Activity: Give back all the records exactly, keeping every line whole.

Given records:
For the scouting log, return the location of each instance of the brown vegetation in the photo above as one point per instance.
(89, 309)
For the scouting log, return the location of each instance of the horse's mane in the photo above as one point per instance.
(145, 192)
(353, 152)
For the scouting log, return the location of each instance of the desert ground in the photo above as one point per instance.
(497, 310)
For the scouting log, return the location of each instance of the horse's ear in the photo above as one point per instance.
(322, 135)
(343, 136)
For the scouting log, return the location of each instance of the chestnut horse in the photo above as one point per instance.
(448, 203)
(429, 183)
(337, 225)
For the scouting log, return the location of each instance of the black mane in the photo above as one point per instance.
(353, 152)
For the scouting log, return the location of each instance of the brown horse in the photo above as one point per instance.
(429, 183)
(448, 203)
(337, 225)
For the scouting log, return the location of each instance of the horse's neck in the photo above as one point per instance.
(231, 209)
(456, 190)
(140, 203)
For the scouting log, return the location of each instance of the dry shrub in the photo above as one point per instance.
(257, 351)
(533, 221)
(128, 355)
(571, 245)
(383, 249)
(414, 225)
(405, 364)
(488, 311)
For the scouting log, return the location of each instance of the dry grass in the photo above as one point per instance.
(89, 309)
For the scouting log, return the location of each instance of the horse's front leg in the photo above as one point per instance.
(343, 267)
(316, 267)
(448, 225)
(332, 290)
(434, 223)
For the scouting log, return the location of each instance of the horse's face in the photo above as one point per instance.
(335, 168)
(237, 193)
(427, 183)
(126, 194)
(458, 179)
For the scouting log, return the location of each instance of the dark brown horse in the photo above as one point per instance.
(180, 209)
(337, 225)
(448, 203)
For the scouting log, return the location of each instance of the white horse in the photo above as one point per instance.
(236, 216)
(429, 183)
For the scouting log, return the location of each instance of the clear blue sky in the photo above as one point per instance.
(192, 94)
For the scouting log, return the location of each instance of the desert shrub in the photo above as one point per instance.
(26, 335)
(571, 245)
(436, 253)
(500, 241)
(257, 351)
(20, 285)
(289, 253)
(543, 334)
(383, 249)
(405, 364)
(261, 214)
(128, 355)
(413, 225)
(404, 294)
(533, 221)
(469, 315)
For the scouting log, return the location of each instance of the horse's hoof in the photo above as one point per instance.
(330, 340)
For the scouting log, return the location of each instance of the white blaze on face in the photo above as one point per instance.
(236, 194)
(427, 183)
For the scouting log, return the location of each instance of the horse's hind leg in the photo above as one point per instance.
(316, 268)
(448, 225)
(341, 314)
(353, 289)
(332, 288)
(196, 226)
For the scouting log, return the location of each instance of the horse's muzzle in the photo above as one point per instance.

Reply to the exercise:
For the scouting log, return the location of each instance of the brown vegetation in the photo above as one point per instance.
(89, 309)
For the scouting log, return the location of each instance of the horse's mane in the photo above as one point per instance.
(145, 192)
(353, 152)
For the scouting log, return the location of each instance of the desert ground in the photo above as one point per instance.
(497, 310)
For the scouting log, return the location of each instance of the horse's ear in the photo above as one point per instance.
(322, 135)
(343, 136)
For the scouting log, return the location of each instance of the chestnut horse in the photo above as one point per instance.
(448, 203)
(429, 183)
(337, 225)
For the scouting log, return the location of each instance of the black mane in the photo above as one point per instance.
(353, 152)
For the scouting log, return the location of each instance of the brown horse in the photo above as one point per instance.
(429, 183)
(448, 203)
(337, 225)
For the scouting log, return the location of each instance of the horse's neck in the photo above as one point per instance.
(231, 209)
(456, 190)
(140, 203)
For the scouting log, return the location of each instance of the dry shrub in the photo above as one point per instance.
(257, 351)
(533, 221)
(128, 355)
(571, 245)
(383, 249)
(414, 225)
(405, 364)
(488, 311)
For the scouting log, return the location of each instance of the dry grass in the photo above as one point per instance.
(89, 309)
For the scouting log, return the location of each instance of the horse's front leg in the photo above as one point per instance.
(343, 267)
(316, 267)
(448, 225)
(332, 290)
(434, 223)
For the scouting log, return the location of each instance of the horse's face in the photo above as one point per instance.
(335, 168)
(237, 193)
(427, 183)
(126, 194)
(458, 179)
For the scouting log, return the location of each instance of the dark brown horse in the photo above as one point per instance.
(180, 209)
(337, 225)
(448, 203)
For the scouting log, return the location of each instance of the white horse in the photo above as one point per instance.
(236, 216)
(429, 183)
For the scouting log, return the location of each instance of the clear blue sky in the photo above as one point per instance.
(192, 94)
For the scouting log, return the location of each instance of the desert shrub in the photo above as one point per instance.
(26, 335)
(571, 245)
(436, 253)
(500, 241)
(257, 351)
(20, 285)
(289, 253)
(543, 334)
(383, 249)
(405, 364)
(261, 214)
(128, 355)
(413, 225)
(404, 294)
(533, 221)
(469, 315)
For the scouting log, return the location of each instance of the horse's hoof in the photo above as one point per instance.
(330, 340)
For the scouting log, return the location of each instance of the white blaze on face in the photo above as one point per instance.
(236, 194)
(427, 183)
For the scouting log, return the location of each instance of the horse's hind leg in the photo above as one point per instance.
(316, 268)
(448, 225)
(341, 314)
(353, 289)
(332, 288)
(196, 226)
For the scouting log, return the location of each instance of the horse's muzzle in the photo above as one point per instance.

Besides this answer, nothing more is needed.